Text.
----

Be sure to visit "Ream and Run - the state of the art" regarding this radically conservative approach to shoulder arthritis at this link and this link

Use the "Search" box to the right to find other topics of interest to you.

Wednesday, July 10, 2019

Shoulder joint replacements - what is driving the high costs?

An analysis of costs associated with shoulder arthroplasty

These authors reviewed 361 shoulder arthroplasties performed at their facility in an attempt to identify the patient and procedure characteristics associated with costs.

19% had revision arthroplasty procedures, 32% had anatomic total shoulder arthroplasties, and 66% had reverse total shoulder arthroplasties (RTSAs).

Of the total costs, 58% were operative supply costs, including implants.

Factors associated with increased operative costs included younger age (P . .002), use of an RTSA

(P < .001), use of a bone graft (P < .001) and implant brand.

Comment: As the authors point out there are some modifiable factors that can have a profound effect on the cost of arthroplasty.

First, the actual implant costs are hidden from view. Each hospital confidentially negotiates the actual dollar amounts paid by the medical center for the total joint implants. We are aware that some medical centers will only accept implant prices that are 15% of the median price in the U.S. Thus there is an "invisible" but huge disparity among hospital payments for shoulder implants. If the prices were known and pegged at this low value, it is evident that the total U.S. costs would be dramatically reduced.

----

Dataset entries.

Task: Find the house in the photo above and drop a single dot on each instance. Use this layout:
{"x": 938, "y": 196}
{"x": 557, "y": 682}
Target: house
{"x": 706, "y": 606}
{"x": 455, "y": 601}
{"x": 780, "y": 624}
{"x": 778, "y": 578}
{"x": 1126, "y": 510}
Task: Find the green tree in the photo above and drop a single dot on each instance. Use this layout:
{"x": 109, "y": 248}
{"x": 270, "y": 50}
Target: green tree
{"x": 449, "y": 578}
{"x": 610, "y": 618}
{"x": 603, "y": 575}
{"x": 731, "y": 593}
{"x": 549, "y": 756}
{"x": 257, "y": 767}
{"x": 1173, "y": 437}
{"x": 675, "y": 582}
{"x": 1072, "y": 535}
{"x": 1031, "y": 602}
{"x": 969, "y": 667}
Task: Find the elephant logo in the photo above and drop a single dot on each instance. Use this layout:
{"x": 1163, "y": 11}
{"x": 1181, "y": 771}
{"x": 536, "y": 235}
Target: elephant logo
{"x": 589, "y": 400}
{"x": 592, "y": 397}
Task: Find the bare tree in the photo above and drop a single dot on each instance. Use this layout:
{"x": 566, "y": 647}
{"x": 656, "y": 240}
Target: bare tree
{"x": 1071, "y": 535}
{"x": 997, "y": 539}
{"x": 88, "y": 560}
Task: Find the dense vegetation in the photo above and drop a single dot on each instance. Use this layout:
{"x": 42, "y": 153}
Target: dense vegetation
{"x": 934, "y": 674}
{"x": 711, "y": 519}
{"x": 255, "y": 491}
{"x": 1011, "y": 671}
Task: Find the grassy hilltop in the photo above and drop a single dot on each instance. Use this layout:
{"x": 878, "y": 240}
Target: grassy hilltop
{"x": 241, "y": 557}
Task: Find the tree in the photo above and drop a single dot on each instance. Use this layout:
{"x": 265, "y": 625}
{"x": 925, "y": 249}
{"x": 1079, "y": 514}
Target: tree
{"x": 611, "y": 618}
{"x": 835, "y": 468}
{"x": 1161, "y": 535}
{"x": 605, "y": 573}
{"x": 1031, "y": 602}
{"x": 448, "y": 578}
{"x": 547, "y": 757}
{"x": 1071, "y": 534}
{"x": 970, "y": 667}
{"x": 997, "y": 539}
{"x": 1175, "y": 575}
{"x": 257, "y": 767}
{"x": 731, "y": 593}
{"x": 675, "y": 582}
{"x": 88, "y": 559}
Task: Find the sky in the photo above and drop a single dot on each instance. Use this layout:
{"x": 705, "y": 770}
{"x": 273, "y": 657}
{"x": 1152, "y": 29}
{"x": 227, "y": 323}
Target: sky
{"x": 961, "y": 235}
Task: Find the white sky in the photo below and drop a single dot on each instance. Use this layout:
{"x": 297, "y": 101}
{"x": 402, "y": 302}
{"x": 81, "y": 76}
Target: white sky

----

What to work on.
1. According to the text on shoulder replacement costs, how many shoulder arthroplasties did the authors review at their facility?
2. Copy the passage from the text on shoulder replacement costs, starting with "These authors reviewed" and going on through "associated with costs.".

Answers to this exercise.
1. 361

2.
These authors reviewed 361 shoulder arthroplasties performed at their facility in an attempt to identify the patient and procedure characteristics associated with costs.